== Task statement ==
Print out each record below, unaltered and complete, without its images.

"""

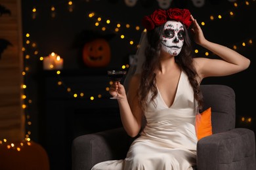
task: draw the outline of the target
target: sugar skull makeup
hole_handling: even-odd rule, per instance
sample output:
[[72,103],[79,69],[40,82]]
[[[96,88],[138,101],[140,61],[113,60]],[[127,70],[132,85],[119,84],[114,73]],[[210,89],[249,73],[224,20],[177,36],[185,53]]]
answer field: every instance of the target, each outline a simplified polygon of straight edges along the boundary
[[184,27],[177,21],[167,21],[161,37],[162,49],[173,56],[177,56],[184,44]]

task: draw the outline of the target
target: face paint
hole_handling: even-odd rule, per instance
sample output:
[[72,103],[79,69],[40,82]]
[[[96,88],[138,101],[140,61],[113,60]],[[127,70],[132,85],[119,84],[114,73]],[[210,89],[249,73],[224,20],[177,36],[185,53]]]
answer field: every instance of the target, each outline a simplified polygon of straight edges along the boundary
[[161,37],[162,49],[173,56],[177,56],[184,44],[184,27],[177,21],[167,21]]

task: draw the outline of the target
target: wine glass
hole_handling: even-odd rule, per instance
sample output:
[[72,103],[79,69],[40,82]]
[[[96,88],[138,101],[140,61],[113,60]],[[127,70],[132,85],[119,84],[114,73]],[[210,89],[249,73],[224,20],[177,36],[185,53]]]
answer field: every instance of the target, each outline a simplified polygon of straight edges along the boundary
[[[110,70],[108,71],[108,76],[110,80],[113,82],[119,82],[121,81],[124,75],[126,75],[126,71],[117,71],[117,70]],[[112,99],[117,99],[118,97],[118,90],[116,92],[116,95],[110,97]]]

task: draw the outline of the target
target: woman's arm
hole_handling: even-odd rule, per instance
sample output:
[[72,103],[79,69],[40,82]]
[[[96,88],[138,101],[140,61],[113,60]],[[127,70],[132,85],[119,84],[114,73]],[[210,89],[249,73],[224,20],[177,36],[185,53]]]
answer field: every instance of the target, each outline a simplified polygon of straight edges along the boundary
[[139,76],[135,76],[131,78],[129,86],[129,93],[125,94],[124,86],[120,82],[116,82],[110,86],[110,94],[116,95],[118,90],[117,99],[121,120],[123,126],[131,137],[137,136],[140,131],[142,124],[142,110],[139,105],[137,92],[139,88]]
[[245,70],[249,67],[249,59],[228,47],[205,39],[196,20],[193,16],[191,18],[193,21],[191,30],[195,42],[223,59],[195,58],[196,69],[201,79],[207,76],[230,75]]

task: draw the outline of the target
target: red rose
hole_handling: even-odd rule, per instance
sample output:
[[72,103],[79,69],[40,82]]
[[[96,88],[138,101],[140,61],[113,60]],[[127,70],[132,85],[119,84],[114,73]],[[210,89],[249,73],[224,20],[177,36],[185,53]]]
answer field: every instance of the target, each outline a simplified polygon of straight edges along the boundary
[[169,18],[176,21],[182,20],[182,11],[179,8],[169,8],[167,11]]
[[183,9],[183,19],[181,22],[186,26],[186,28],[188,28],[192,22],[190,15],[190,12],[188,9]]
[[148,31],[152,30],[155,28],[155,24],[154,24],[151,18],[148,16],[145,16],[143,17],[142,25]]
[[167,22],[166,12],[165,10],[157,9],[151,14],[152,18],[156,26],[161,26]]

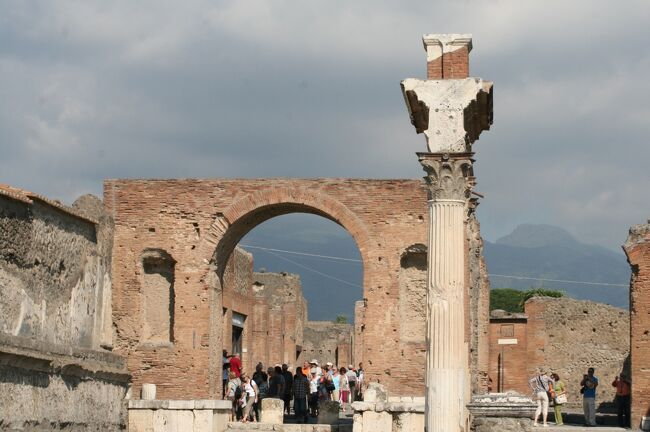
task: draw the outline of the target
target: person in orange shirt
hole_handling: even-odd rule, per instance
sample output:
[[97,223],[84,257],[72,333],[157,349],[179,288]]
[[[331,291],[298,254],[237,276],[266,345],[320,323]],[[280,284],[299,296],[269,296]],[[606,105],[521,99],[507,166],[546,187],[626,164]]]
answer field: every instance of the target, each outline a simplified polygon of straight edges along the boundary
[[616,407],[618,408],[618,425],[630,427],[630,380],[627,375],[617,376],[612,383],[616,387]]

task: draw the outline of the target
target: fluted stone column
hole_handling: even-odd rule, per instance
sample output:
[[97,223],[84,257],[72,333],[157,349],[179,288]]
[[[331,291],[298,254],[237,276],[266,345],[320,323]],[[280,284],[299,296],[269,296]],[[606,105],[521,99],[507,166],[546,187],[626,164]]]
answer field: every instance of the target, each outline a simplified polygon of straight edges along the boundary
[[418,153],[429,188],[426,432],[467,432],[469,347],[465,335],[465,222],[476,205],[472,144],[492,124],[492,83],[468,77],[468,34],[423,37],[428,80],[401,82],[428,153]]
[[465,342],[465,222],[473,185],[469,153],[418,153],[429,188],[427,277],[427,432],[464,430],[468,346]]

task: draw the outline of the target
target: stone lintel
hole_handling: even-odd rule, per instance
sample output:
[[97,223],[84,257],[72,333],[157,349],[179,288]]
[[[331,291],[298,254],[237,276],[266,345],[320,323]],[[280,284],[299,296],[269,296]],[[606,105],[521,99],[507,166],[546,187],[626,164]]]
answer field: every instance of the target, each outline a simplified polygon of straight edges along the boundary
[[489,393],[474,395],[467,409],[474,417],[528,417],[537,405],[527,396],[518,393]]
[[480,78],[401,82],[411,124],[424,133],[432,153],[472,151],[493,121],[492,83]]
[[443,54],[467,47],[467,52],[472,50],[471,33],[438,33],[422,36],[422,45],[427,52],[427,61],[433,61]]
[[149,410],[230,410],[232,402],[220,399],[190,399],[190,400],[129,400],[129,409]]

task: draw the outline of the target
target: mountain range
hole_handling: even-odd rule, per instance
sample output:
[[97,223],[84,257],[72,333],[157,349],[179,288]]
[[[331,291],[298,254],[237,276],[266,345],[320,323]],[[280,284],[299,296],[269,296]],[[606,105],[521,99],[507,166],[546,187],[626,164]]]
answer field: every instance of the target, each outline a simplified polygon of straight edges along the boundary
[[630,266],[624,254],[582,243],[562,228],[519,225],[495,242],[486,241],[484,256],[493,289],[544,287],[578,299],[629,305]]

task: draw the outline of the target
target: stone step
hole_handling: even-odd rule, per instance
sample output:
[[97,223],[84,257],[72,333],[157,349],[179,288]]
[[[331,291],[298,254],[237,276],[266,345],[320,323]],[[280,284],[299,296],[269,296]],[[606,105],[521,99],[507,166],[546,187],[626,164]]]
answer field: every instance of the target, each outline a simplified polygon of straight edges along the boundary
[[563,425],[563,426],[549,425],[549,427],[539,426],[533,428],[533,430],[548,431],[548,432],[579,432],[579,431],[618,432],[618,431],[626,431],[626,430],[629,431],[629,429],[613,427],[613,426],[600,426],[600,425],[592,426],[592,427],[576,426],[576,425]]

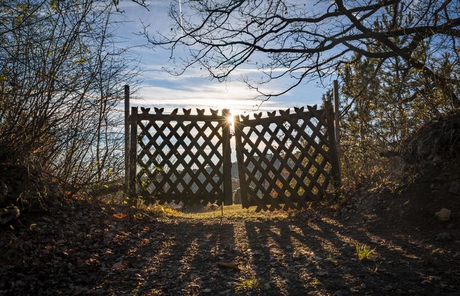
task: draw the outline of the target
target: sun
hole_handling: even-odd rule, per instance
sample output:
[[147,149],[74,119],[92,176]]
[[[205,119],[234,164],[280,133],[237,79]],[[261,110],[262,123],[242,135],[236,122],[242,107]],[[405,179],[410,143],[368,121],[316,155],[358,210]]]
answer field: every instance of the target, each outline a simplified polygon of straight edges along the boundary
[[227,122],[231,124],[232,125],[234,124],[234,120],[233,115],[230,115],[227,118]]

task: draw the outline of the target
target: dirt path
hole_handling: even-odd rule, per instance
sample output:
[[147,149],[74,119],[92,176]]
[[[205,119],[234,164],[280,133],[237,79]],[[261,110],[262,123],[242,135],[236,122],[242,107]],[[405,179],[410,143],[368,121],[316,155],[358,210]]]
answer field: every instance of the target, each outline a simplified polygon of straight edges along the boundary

"""

== Expected output ==
task: draw the outline of the target
target: sugar skull makeup
hole_handling: even-odd rule, per instance
sample output:
[[72,103],[79,69],[40,82]]
[[[96,88],[138,101],[140,61],[113,60]],[[127,70],[132,85],[119,84],[114,73]],[[210,89],[249,73],[224,20],[177,36],[185,53]]]
answer field: every instance of the target, each outline a simplified polygon of straight edges along the boundary
[[184,27],[177,21],[167,21],[161,37],[162,49],[173,56],[177,56],[184,44]]

task: draw the outline of the target
target: face paint
hole_handling: even-odd rule, per instance
sample output:
[[72,103],[79,69],[40,82]]
[[[96,88],[138,101],[140,61],[113,60]],[[127,70],[132,85],[119,84],[114,73]],[[210,89],[249,73],[224,20],[177,36],[185,53]]]
answer field: every instance of the target, each outline a simplified polygon of straight edges along the boundary
[[161,37],[162,49],[173,56],[177,56],[184,44],[184,27],[177,21],[167,21]]

task: draw the outline of the target
target: wine glass
hole_handling: even-odd rule, per instance
sample output:
[[72,103],[79,69],[40,82]]
[[[96,88],[138,101],[140,61],[113,60]],[[127,70],[132,85],[119,84],[114,73]],[[210,89],[249,73],[224,20],[177,36],[185,53]]]
answer field: every instance of the target, each outline a simplified polygon of straight edges along the boundary
[[[110,70],[108,71],[108,76],[110,80],[113,82],[119,82],[121,81],[124,75],[126,75],[126,71],[117,71],[117,70]],[[112,99],[117,99],[118,97],[118,90],[116,92],[116,95],[110,97]]]

task: draw the outline of the target
target: woman's arm
hole_handling: even-odd rule, per instance
sample output:
[[72,103],[79,69],[40,82]]
[[[96,88],[138,101],[140,61],[113,60]],[[127,70],[132,85],[119,84],[114,73]],[[210,89],[249,73],[224,20],[177,36],[185,53]]]
answer field: every instance of the target, each outline a simplified polygon of straight edges along the boundary
[[139,76],[135,76],[131,78],[129,86],[129,93],[125,94],[124,86],[120,82],[116,82],[110,86],[110,94],[116,95],[118,90],[117,99],[121,120],[123,126],[131,137],[137,136],[140,131],[142,124],[142,110],[139,105],[137,92],[139,88]]
[[245,70],[249,67],[249,59],[228,47],[205,39],[196,20],[193,16],[191,18],[193,21],[191,30],[195,42],[223,59],[195,58],[196,69],[201,79],[207,76],[230,75]]

task: draw the outline of the target
target: red rose
hole_handling: even-odd rule, per instance
sample output:
[[72,103],[79,69],[40,82]]
[[[96,88],[138,101],[140,61],[113,60]],[[127,70],[132,85],[119,84],[114,73]],[[210,89],[249,73],[224,20],[177,36],[185,53]]]
answer field: every instance of the target, each outline a simplified polygon of straight edges along the boundary
[[169,18],[176,21],[182,20],[182,11],[179,8],[169,8],[167,11]]
[[183,9],[183,19],[181,22],[186,26],[186,28],[188,28],[192,22],[190,15],[190,12],[188,9]]
[[148,31],[152,30],[155,28],[155,24],[154,24],[151,18],[148,16],[145,16],[143,17],[142,25]]
[[167,22],[166,12],[165,10],[157,9],[151,14],[152,18],[156,26],[161,26]]

task: draw the outline of the target
target: person in orange shirt
hole_handling: even-odd rule, per instance
sample output:
[[97,223],[84,257],[72,333],[157,349],[179,288]]
[[[331,291],[298,254],[237,276],[266,345],[320,323]],[[280,284],[299,296],[269,296]],[[606,105],[521,99],[507,166],[546,187],[626,164]]]
answer field: every instance of the target, each outline a simplified polygon of straight edges along the boundary
[[616,407],[618,408],[618,425],[630,427],[630,380],[627,375],[617,376],[612,383],[616,387]]

task: draw the outline of the target
target: fluted stone column
hole_handling: even-odd rule, per instance
sample output:
[[97,223],[84,257],[72,333],[157,349],[179,288]]
[[[331,291],[298,254],[237,276],[266,345],[320,323]],[[280,284],[299,296],[269,296]],[[606,105],[521,99],[507,166],[546,187],[626,164]]]
answer field: every instance of the target, each outline a simplified polygon of straight edges along the boundary
[[418,153],[429,188],[426,432],[467,432],[469,347],[465,335],[465,222],[476,205],[472,144],[492,124],[492,83],[468,77],[468,34],[423,37],[428,80],[401,82],[428,153]]
[[465,342],[465,222],[473,185],[469,153],[418,153],[429,188],[427,277],[427,432],[464,430],[468,346]]

task: draw the outline of the target
target: stone lintel
hole_handling: even-odd rule, per instance
sample output:
[[97,223],[84,257],[72,333],[157,349],[179,288]]
[[[331,291],[298,254],[237,276],[266,345],[320,323]],[[280,284],[299,296],[269,296]],[[606,105],[521,99],[507,166],[546,187],[626,164]]]
answer field: every instance of the target, each outline a simplified polygon of straight edges along the boundary
[[489,393],[474,395],[467,409],[474,417],[528,417],[537,405],[527,396],[518,393]]
[[480,78],[401,82],[411,124],[424,133],[432,153],[472,151],[493,121],[492,83]]
[[443,54],[467,47],[467,52],[472,50],[471,33],[438,33],[422,36],[422,45],[427,52],[427,61],[433,61]]
[[149,410],[230,410],[232,402],[220,399],[190,399],[190,400],[129,400],[129,409]]

task: draw the outline of the target
target: mountain range
hole_handling: even-odd rule, per instance
sample output:
[[97,223],[84,257],[72,333],[157,349],[179,288]]
[[[331,291],[298,254],[237,276],[266,345],[320,323]],[[280,284],[299,296],[269,296]],[[606,105],[521,99],[507,166],[546,187],[626,164]]]
answer field: every instance of the target, each outline a simplified polygon of straight edges along the boundary
[[630,266],[624,254],[582,243],[562,228],[519,225],[495,242],[486,241],[484,256],[493,289],[544,287],[578,299],[629,305]]

task: draw the outline of the target
target: stone step
hole_handling: even-odd rule, per instance
sample output:
[[97,223],[84,257],[72,333],[157,349],[179,288]]
[[[331,291],[298,254],[237,276],[266,345],[320,323]],[[280,284],[299,296],[269,296]],[[606,105],[521,99],[507,166],[546,187],[626,164]]]
answer field: every instance of the target, each outline a simplified polygon of straight edges along the boundary
[[563,425],[563,426],[549,425],[549,427],[539,426],[533,428],[533,430],[548,431],[548,432],[579,432],[579,431],[618,432],[618,431],[626,431],[626,430],[629,431],[629,429],[613,427],[613,426],[600,426],[600,425],[592,426],[592,427],[576,426],[576,425]]

task: draw the outline of the target
target: sun
hole_handling: even-odd rule, per instance
sample output:
[[147,149],[74,119],[92,176]]
[[[205,119],[234,164],[280,133],[237,79]],[[261,110],[262,123],[242,135],[236,122],[242,107]],[[405,179],[410,143],[368,121],[316,155],[358,210]]]
answer field: every instance of the target, each outline a simplified polygon of straight edges along the boundary
[[227,122],[231,124],[232,125],[234,124],[234,120],[233,115],[230,115],[227,118]]

task: draw the outline of the target
target: dirt path
hole_handling: even-odd rule, per instance
sample output:
[[147,149],[74,119],[92,176]]
[[[205,119],[234,164],[280,133],[237,79]],[[261,110],[262,123],[242,135],[236,122],[242,107]],[[405,179],[410,143],[368,121],[316,155],[358,210]]]
answer field: every instance of the target, each outline a simplified polygon of straight edges along the boundary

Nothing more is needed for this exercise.